Prosegui l'articolo sui trapianti di organi da donatori positivi al Covid-19, riprendendo subito dopo la sua ultima frase.

-------- Estratto del documento --------

L’Italia è stato il primo Paese al mondo ad essere investito dall’ondata di Covid-19 dopo la Cina. Un’emergenza che è costata cara alla sanità, ma ha anche permesso di studiare strategie innovative per la gestione del virus e non solo. Così il nostro Paese è stato anche il primo al mondo a consentire l’utilizzo di organi da pazienti con Covid.
Sono stati 71 i trapianti realizzati in Italia utilizzando gli organi di 49 donatori positivi a Covid-19. Il bilancio arriva dal Centro nazionale trapianti, il cui protocollo consente di effettuare trapianti di organi provenienti da donatori risultati positivi al coronavirus e deceduti per altre cause, su riceventi positivi al momento del trapianto o già immunizzati per malattia pregressa o per vaccinazione.
Si tratta di un programma sperimentale italiano attivo dal novembre 2020. Inizialmente limitato agli organi salvavita come cuore e fegato, il protocollo è stato poi esteso ai reni, e ha consentito complessivamente 5 trapianti di cuore, 45 di fegato intero, 5 di porzione di fegato, 14 trapianti di rene singolo e 2 di rene doppio.
“Quando 15 mesi fa decidemmo di partire con questo protocollo non c’erano precedenti a livello internazionale, ma la sperimentazione ci ha dato ragione”, spiega il direttore del Cnt, Massimo Cardillo. “Questi trapianti sono stati eseguiti in totale sicurezza, sono stati tutti coronati da successo e non abbiamo avuto nemmeno un caso di trasmissione della malattia. Si tratta di un primato della Rete trapiantologica italiana che è stato riconosciuto anche dalla comunità scientifica internazionale, dato che il protocollo è stato pubblicato sul prestigioso American Journal of Transplantation, e questo ha spinto tanti altri Paesi a seguire l’esempio dell’Italia”.

-------- Dati registrati --------

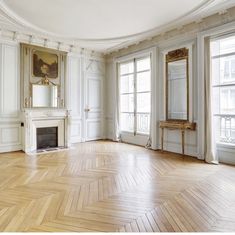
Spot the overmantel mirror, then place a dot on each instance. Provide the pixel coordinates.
(45, 94)
(43, 74)
(177, 85)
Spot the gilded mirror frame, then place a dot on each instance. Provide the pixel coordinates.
(172, 56)
(46, 85)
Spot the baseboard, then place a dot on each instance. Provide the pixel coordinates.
(12, 148)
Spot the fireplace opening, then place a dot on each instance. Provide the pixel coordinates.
(47, 137)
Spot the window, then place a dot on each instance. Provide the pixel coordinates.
(135, 95)
(223, 88)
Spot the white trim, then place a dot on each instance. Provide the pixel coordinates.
(217, 31)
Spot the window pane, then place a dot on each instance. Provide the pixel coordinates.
(143, 81)
(143, 102)
(127, 68)
(227, 100)
(127, 122)
(143, 64)
(127, 84)
(223, 94)
(143, 123)
(223, 46)
(127, 103)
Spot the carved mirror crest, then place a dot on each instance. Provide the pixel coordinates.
(177, 80)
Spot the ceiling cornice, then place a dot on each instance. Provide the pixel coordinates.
(12, 21)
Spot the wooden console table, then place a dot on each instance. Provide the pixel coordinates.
(174, 125)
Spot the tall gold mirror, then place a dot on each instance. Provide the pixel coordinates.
(177, 80)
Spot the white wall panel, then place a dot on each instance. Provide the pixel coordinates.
(10, 137)
(10, 129)
(75, 95)
(9, 85)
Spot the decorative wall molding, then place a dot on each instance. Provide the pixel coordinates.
(16, 25)
(184, 32)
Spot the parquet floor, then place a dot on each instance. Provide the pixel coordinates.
(105, 186)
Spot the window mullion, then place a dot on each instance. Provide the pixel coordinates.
(135, 97)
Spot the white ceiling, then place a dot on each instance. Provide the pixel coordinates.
(102, 23)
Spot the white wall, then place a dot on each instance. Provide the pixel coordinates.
(10, 129)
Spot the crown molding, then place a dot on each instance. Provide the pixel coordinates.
(12, 22)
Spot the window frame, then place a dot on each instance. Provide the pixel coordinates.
(224, 83)
(134, 59)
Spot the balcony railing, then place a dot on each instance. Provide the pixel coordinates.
(227, 129)
(142, 122)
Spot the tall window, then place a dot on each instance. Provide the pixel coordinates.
(223, 88)
(135, 95)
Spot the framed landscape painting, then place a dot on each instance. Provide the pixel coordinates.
(45, 64)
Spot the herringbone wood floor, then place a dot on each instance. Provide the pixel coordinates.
(105, 186)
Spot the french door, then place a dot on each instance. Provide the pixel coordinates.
(135, 99)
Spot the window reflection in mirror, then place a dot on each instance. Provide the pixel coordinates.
(177, 100)
(177, 90)
(44, 96)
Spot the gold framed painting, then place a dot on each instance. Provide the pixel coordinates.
(45, 64)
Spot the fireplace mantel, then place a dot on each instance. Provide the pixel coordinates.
(38, 118)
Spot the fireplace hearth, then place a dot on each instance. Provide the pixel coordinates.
(47, 137)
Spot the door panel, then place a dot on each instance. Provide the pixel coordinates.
(93, 110)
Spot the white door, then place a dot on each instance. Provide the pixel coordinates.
(93, 107)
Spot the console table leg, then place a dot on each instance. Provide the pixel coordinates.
(162, 138)
(182, 141)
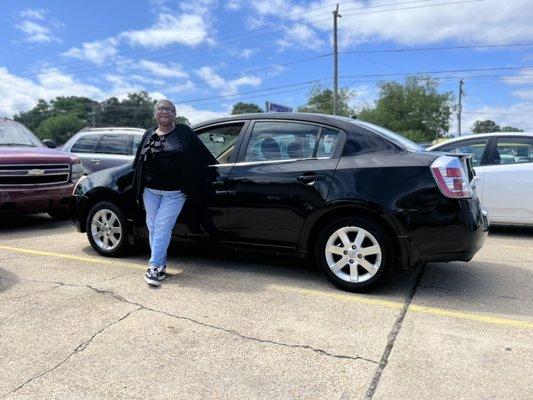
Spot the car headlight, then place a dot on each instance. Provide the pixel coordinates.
(76, 171)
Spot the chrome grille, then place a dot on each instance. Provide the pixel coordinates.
(34, 174)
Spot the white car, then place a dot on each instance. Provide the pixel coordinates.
(504, 167)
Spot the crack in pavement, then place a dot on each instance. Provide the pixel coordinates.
(393, 334)
(78, 349)
(232, 331)
(121, 298)
(226, 330)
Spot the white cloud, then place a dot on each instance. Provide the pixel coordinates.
(195, 115)
(247, 53)
(226, 87)
(36, 14)
(234, 4)
(524, 94)
(35, 32)
(489, 21)
(35, 28)
(300, 36)
(20, 94)
(519, 115)
(188, 29)
(524, 77)
(163, 70)
(96, 52)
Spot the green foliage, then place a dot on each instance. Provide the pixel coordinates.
(488, 126)
(321, 101)
(485, 127)
(414, 108)
(511, 129)
(59, 127)
(245, 108)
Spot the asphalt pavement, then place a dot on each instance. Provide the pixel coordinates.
(74, 325)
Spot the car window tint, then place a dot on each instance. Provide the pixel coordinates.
(475, 147)
(220, 140)
(137, 139)
(85, 144)
(326, 144)
(281, 141)
(513, 151)
(115, 144)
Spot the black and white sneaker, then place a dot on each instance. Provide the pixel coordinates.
(151, 276)
(162, 273)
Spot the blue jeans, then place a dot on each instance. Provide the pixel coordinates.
(162, 210)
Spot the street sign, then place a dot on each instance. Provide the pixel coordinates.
(273, 107)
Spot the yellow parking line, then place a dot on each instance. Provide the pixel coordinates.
(441, 312)
(94, 260)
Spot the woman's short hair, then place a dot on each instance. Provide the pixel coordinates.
(165, 101)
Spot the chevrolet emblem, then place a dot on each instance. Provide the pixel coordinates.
(35, 172)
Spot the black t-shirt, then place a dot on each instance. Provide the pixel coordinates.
(163, 169)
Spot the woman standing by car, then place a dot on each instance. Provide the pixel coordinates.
(170, 174)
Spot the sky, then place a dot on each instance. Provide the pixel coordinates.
(207, 55)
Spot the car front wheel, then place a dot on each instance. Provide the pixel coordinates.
(106, 229)
(356, 254)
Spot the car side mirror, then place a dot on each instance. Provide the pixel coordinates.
(50, 143)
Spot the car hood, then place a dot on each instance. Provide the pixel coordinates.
(34, 155)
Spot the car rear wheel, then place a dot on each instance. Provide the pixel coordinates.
(356, 254)
(106, 229)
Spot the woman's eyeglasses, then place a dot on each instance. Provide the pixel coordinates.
(168, 110)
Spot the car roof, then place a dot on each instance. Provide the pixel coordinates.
(111, 129)
(480, 136)
(341, 122)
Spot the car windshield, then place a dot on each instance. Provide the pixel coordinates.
(392, 136)
(17, 135)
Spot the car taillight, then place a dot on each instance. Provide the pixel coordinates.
(451, 177)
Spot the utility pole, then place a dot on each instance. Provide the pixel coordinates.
(336, 15)
(460, 107)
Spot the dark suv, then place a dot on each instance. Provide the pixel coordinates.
(34, 178)
(357, 198)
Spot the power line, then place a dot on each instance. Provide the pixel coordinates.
(239, 36)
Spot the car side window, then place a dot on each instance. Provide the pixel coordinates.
(220, 140)
(85, 144)
(137, 139)
(270, 141)
(327, 142)
(476, 147)
(115, 144)
(513, 150)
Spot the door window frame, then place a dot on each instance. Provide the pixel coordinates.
(486, 153)
(494, 148)
(337, 151)
(99, 136)
(236, 147)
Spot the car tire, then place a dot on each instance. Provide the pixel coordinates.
(355, 269)
(106, 229)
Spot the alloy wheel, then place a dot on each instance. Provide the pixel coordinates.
(353, 254)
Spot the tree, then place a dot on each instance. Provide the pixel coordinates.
(245, 108)
(59, 127)
(485, 127)
(511, 129)
(414, 108)
(321, 101)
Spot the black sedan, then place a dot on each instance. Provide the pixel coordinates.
(355, 197)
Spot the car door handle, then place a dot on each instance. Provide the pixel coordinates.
(219, 183)
(306, 179)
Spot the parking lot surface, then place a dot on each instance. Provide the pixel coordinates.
(74, 325)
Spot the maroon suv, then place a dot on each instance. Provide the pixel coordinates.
(33, 177)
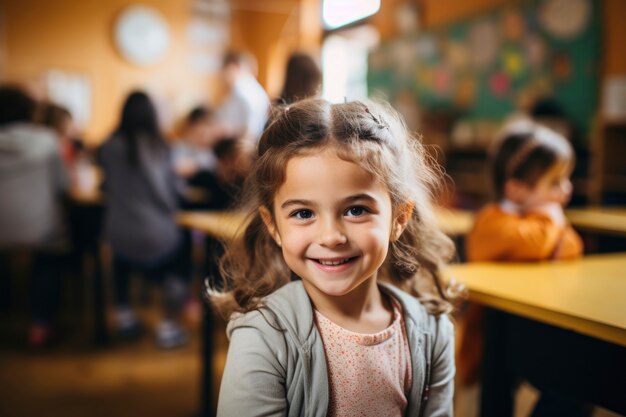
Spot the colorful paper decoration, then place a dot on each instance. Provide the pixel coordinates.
(484, 43)
(499, 84)
(565, 19)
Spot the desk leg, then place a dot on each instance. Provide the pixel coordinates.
(208, 331)
(497, 380)
(101, 335)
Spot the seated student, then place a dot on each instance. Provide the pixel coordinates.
(60, 120)
(33, 185)
(139, 220)
(530, 170)
(192, 153)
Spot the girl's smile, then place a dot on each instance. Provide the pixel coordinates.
(333, 221)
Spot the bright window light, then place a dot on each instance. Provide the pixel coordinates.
(344, 63)
(337, 13)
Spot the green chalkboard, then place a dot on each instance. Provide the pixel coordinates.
(494, 63)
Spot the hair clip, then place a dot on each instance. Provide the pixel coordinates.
(378, 120)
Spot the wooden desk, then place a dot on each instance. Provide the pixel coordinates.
(586, 295)
(86, 197)
(560, 325)
(610, 220)
(454, 222)
(218, 224)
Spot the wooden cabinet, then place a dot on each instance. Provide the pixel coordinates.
(607, 184)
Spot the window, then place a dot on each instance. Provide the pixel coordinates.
(344, 62)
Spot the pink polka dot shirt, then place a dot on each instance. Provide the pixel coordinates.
(369, 374)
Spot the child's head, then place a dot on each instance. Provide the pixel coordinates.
(531, 165)
(58, 118)
(197, 126)
(359, 152)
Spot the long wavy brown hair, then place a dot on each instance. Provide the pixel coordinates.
(373, 136)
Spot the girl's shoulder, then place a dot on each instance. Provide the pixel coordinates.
(287, 310)
(417, 316)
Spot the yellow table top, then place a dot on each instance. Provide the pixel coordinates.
(454, 222)
(586, 295)
(219, 224)
(610, 220)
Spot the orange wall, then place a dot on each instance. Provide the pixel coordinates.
(76, 36)
(272, 30)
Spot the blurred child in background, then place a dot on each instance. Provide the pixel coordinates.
(530, 169)
(303, 78)
(140, 188)
(33, 186)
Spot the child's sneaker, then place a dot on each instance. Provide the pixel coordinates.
(170, 334)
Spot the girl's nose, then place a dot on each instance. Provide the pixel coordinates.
(332, 234)
(566, 187)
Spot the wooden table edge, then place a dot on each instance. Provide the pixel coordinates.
(591, 328)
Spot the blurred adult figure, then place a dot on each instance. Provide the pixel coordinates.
(303, 78)
(33, 184)
(139, 222)
(59, 119)
(191, 153)
(245, 110)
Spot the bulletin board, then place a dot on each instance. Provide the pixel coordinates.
(489, 65)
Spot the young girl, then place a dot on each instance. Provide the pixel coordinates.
(341, 200)
(530, 166)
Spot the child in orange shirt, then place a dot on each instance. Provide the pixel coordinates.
(530, 165)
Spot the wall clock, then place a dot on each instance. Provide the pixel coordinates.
(141, 35)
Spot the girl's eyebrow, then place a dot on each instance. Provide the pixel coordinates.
(359, 197)
(309, 203)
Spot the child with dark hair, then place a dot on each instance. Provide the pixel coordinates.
(33, 185)
(142, 201)
(530, 170)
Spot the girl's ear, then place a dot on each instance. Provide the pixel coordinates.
(266, 216)
(404, 213)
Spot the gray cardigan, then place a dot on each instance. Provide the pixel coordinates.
(33, 182)
(276, 364)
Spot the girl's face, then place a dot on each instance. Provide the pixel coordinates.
(334, 223)
(553, 187)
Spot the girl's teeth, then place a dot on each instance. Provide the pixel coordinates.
(333, 263)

--------

> [Risposta]
La conclusione dello stato d’emergenza Covid-19 non comporterà cambiamenti rispetto all’attività di donazione e trapianto: tutte le misure di sorveglianza infettivologica per il coronavirus resteranno attive, assicura il Cnt, e continuerà anche l’attività di monitoraggio sull‘efficacia dei vaccini nelle persone trapiantate.
Il messaggio che arriva dalla scienza è chiaro. Secondo l’ultimo aggiornamento effettuato grazie alla collaborazione del Centro nazionale trapianti con il sistema di sorveglianza integrata dell’Iss, i dati dimostrano che un paziente trapiantato non vaccinato ha un rischio 4 volte superiore di infettarsi con il Sars-CoV-2 rispetto a un trapiantato vaccinato con 3 dosi, e un rischio di letalità a 30 giorni più che doppio.
“A dicembre 2021 l’84% dei pazienti trapiantati risultava vaccinato e più del 70% aveva ricevuto la terza dose – conclude Cardillo – Alla luce dei dati sull’efficacia, è importante che prosegua con ritmo serrato la campagna vaccinale in questi pazienti fragili, con la somministrazione della quarta dose”.